▶ **DIRECTIONS**
Scale the items below by writing out every line again, requests included, with each bounding-box coordinate in the answers multiplied by 2.15 and rounded to a whole number, halves going up. Keep all numbers in the requests, including the format samples, as they are.

Items from a data source
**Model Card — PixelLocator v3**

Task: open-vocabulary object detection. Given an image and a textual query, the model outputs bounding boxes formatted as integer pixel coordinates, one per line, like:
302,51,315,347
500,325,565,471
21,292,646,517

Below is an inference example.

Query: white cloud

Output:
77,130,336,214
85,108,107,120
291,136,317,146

▶ **SOLVED EXERCISE**
**Model Card — PixelLocator v3**

Task: open-vocabulary object detection. Given an image and a textual query, the model outputs bounding boxes formatted as integer pixel coordinates, one per line, like:
302,51,315,347
500,325,565,471
21,292,646,517

Below is an inference example.

Query: white cloud

Output:
166,280,722,460
183,232,230,258
626,292,682,314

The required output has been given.